- What is asked
Make an exact copy of each entry, leaving out every picture.

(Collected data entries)
________________________________________

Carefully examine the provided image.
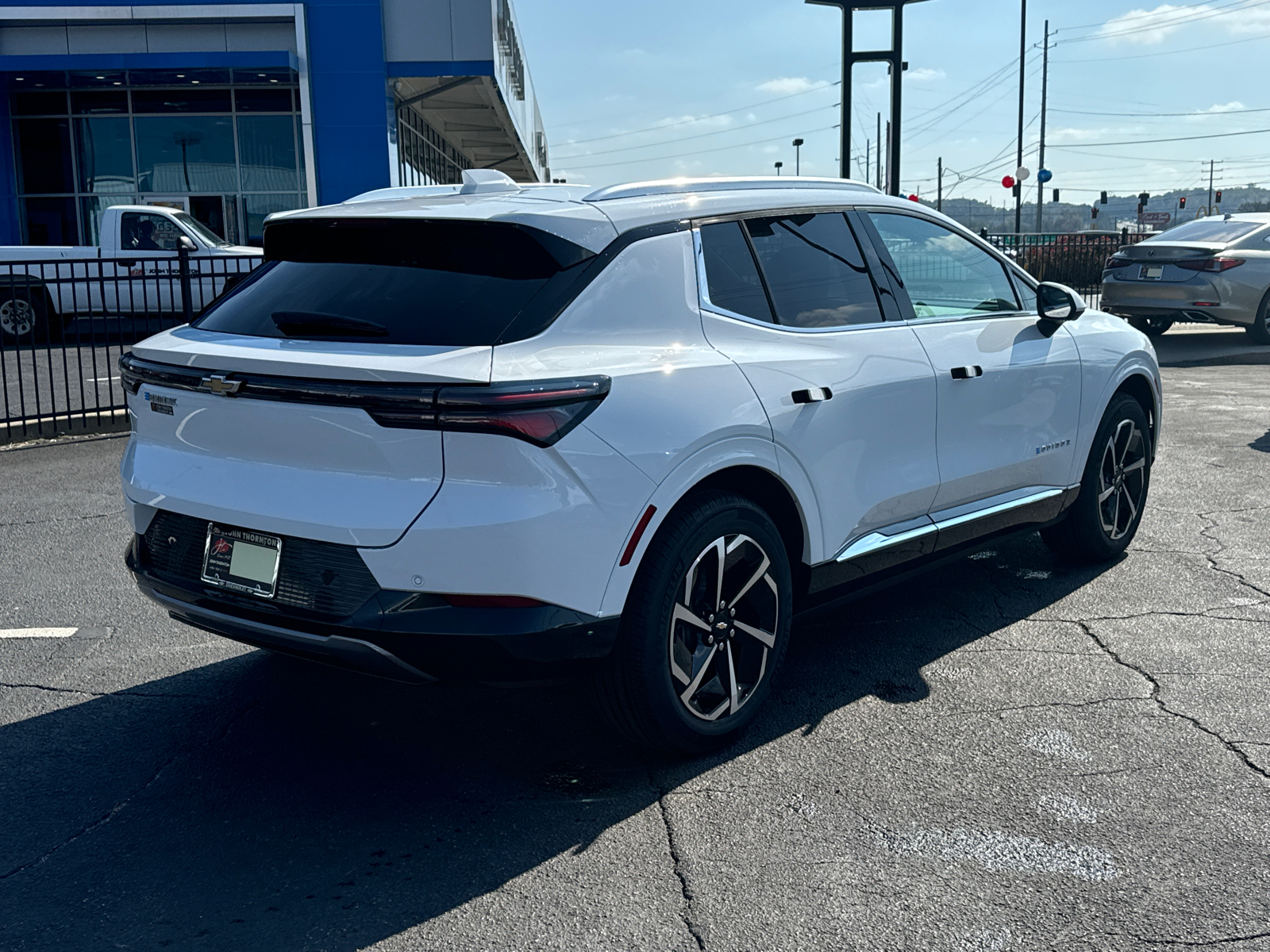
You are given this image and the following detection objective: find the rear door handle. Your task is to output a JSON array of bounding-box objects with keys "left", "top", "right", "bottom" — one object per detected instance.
[{"left": 790, "top": 387, "right": 833, "bottom": 404}]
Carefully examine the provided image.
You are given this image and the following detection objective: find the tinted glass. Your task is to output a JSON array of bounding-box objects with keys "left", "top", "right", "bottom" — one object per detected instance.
[
  {"left": 237, "top": 114, "right": 300, "bottom": 192},
  {"left": 75, "top": 117, "right": 136, "bottom": 195},
  {"left": 195, "top": 220, "right": 589, "bottom": 347},
  {"left": 1141, "top": 218, "right": 1265, "bottom": 245},
  {"left": 868, "top": 212, "right": 1018, "bottom": 317},
  {"left": 133, "top": 117, "right": 239, "bottom": 194},
  {"left": 14, "top": 119, "right": 75, "bottom": 194},
  {"left": 701, "top": 221, "right": 772, "bottom": 321},
  {"left": 745, "top": 212, "right": 883, "bottom": 328}
]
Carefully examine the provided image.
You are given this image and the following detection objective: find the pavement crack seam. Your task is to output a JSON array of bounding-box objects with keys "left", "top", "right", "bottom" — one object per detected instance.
[
  {"left": 648, "top": 768, "right": 706, "bottom": 952},
  {"left": 1076, "top": 620, "right": 1270, "bottom": 779},
  {"left": 0, "top": 701, "right": 262, "bottom": 882}
]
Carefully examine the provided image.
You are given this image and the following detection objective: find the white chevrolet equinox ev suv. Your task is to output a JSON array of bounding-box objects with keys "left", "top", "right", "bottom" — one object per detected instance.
[{"left": 122, "top": 171, "right": 1160, "bottom": 753}]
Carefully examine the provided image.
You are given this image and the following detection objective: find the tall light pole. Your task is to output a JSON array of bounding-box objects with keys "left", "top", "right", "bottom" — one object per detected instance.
[{"left": 805, "top": 0, "right": 918, "bottom": 195}]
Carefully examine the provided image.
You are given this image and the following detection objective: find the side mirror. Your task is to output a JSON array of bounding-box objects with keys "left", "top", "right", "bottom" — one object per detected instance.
[{"left": 1037, "top": 281, "right": 1087, "bottom": 324}]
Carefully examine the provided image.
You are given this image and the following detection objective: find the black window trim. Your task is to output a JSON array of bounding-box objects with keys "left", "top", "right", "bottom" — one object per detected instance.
[
  {"left": 691, "top": 205, "right": 903, "bottom": 334},
  {"left": 855, "top": 205, "right": 1040, "bottom": 325}
]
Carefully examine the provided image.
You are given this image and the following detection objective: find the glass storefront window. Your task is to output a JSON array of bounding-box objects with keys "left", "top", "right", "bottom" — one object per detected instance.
[
  {"left": 237, "top": 116, "right": 300, "bottom": 192},
  {"left": 133, "top": 116, "right": 239, "bottom": 195},
  {"left": 75, "top": 117, "right": 137, "bottom": 194},
  {"left": 14, "top": 119, "right": 75, "bottom": 194},
  {"left": 243, "top": 194, "right": 301, "bottom": 245}
]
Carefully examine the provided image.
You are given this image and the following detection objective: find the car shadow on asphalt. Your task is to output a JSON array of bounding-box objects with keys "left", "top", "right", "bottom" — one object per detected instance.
[{"left": 0, "top": 535, "right": 1101, "bottom": 952}]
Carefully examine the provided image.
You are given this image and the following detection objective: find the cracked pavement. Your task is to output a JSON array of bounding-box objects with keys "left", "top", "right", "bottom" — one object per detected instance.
[{"left": 0, "top": 352, "right": 1270, "bottom": 952}]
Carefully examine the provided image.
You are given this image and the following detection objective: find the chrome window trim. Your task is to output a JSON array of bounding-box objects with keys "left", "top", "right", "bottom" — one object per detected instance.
[{"left": 692, "top": 223, "right": 903, "bottom": 334}]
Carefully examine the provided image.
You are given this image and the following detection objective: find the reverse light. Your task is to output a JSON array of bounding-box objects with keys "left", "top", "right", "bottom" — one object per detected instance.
[{"left": 1173, "top": 258, "right": 1243, "bottom": 271}]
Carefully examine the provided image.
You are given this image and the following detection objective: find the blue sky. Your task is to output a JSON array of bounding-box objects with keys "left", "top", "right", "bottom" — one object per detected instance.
[{"left": 517, "top": 0, "right": 1270, "bottom": 205}]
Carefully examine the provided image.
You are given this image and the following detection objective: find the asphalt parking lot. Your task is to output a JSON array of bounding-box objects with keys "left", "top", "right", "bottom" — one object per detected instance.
[{"left": 0, "top": 332, "right": 1270, "bottom": 952}]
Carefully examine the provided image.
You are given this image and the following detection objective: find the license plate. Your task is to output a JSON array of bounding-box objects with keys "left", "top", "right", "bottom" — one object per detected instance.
[{"left": 203, "top": 523, "right": 282, "bottom": 598}]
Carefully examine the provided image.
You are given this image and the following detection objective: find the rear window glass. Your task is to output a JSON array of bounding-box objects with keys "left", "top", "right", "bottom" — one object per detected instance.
[
  {"left": 194, "top": 220, "right": 593, "bottom": 347},
  {"left": 1141, "top": 218, "right": 1264, "bottom": 245}
]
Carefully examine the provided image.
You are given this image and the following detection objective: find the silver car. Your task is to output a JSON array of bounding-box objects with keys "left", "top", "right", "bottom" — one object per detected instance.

________________________________________

- Response for this exercise
Carefully examine the provided image.
You are given this image and the following detection objective: find the rear door handle. Your task is to output a JSON array of bounding-box objects with keys "left", "top", "right", "bottom" — one object per detected instance.
[{"left": 790, "top": 387, "right": 833, "bottom": 404}]
Carefully examine the provided image.
You are given this image and the following detection objective: find the tinted glass. Your task is to output a JSON array of bounding-box objects with keys "left", "top", "right", "bottom" — one object per detected instance.
[
  {"left": 237, "top": 114, "right": 300, "bottom": 192},
  {"left": 75, "top": 117, "right": 136, "bottom": 195},
  {"left": 195, "top": 220, "right": 589, "bottom": 347},
  {"left": 1141, "top": 218, "right": 1265, "bottom": 245},
  {"left": 868, "top": 212, "right": 1018, "bottom": 317},
  {"left": 133, "top": 117, "right": 239, "bottom": 194},
  {"left": 14, "top": 119, "right": 75, "bottom": 194},
  {"left": 701, "top": 221, "right": 772, "bottom": 321},
  {"left": 745, "top": 212, "right": 883, "bottom": 328}
]
Carefully examine the provided image.
You are given this image and the following detection objective: find the pavement crack seam. Your task is to output a JSON array of bounding-box objects with keys "left", "top", "right", "bottom" — one object per detected instance.
[
  {"left": 648, "top": 768, "right": 706, "bottom": 952},
  {"left": 1076, "top": 620, "right": 1270, "bottom": 779},
  {"left": 0, "top": 701, "right": 262, "bottom": 882}
]
Carefully examine the provided image.
You are given this image and the following detection objective: find the white chevrolet equinox ev suv. Your task is to output a JSON array of bounding-box objects with keys "left", "top", "right", "bottom" — one object per detected instance.
[{"left": 122, "top": 171, "right": 1160, "bottom": 753}]
Carefully examine the provided image.
You are given this image and the following detection objective: find the tall light pole. Your task is to output a JSON array of bounding-box objects with keys "left", "top", "right", "bottom" — one object per detected instance.
[{"left": 805, "top": 0, "right": 918, "bottom": 195}]
Carefully examine the provided image.
You are given this image and the following detection objective: find the side mirror. Your task is to output a JSON array of bounding-box objects with keys "left", "top", "right", "bottom" — one object per detected instance.
[{"left": 1037, "top": 281, "right": 1087, "bottom": 324}]
Carefully examine the provided image.
You are given this image and the following detection objective: find the black window trim. Your task is to output a JSON array of bounding-box objects with keys "left", "top", "right", "bottom" — one object per detected instance.
[
  {"left": 691, "top": 205, "right": 903, "bottom": 334},
  {"left": 855, "top": 205, "right": 1040, "bottom": 325}
]
Carefully examine the provided image.
You are given this image and the following detection objective: find the glass storefront window. Your task is to output a JSON array of bounding-box objects with keys "left", "top", "right", "bottom" — one object per detected instance.
[
  {"left": 237, "top": 116, "right": 300, "bottom": 192},
  {"left": 133, "top": 116, "right": 239, "bottom": 195},
  {"left": 75, "top": 117, "right": 137, "bottom": 194},
  {"left": 14, "top": 119, "right": 75, "bottom": 194},
  {"left": 243, "top": 194, "right": 301, "bottom": 245}
]
Carefully examine the provided image.
You are given this image and the following detection objective: find the car shadow on asphalt. Your task is to output a JSON array of bounding-box objects with keys "left", "top", "right", "bottom" — one object per detected instance.
[{"left": 0, "top": 535, "right": 1101, "bottom": 952}]
Carefully examine the provided image.
You are given this image and the following detection objective: find the cracked pavement. Your task is to output a JSON array of bounding-box objects with keys "left", "top", "right", "bottom" — one object per detected instance.
[{"left": 0, "top": 352, "right": 1270, "bottom": 952}]
Carefully examine the provided image.
You are given this image and the following detection objective: find the chrome window trim. Your task is to output a JSON array of bounding-box objects with keys "left", "top", "right", "bottom" — one object per detected instance.
[{"left": 692, "top": 223, "right": 903, "bottom": 334}]
Carefully examine the provided image.
You are given this image and the following detection objective: find the reverse light. Your task is to output a JSON array of bounding-box objects with keys "left", "top", "right", "bottom" — one object per detected instance.
[{"left": 1173, "top": 258, "right": 1243, "bottom": 271}]
Carefully examine the provided image.
You are given this image and the following detection objective: find the blue sky. Your task is to output a JSON array of bounding-box objects with keys "left", "top", "right", "bottom" — one object per detected instance.
[{"left": 517, "top": 0, "right": 1270, "bottom": 205}]
Carefully examine the provided image.
You are given this image and the following detection objective: find the asphalt parking lot. Your task is to output a JSON array of bounding-box objects with keys "left", "top", "right", "bottom" — one object per detected instance.
[{"left": 0, "top": 332, "right": 1270, "bottom": 952}]
Carefully examine the provided image.
You are given this image and the following detection objective: find the license plate. Your task is to output a JSON array of bounding-box objects with keys "left", "top", "right", "bottom" — one object per detected instance.
[{"left": 203, "top": 523, "right": 282, "bottom": 598}]
Carefully examine the provided image.
You are given this image and the following detection objective: find the rear window glass. Your task is to output a JSON array of bounding-box objects with keys "left", "top", "right", "bottom" — one object per detected instance.
[
  {"left": 194, "top": 220, "right": 593, "bottom": 347},
  {"left": 1141, "top": 218, "right": 1264, "bottom": 245}
]
Carefully examine the provided image.
You are given this image and the following detection objective: find the silver car. Your task is to output a JSON array of bounding-box objects with keys "left", "top", "right", "bottom" — one object per detected instance.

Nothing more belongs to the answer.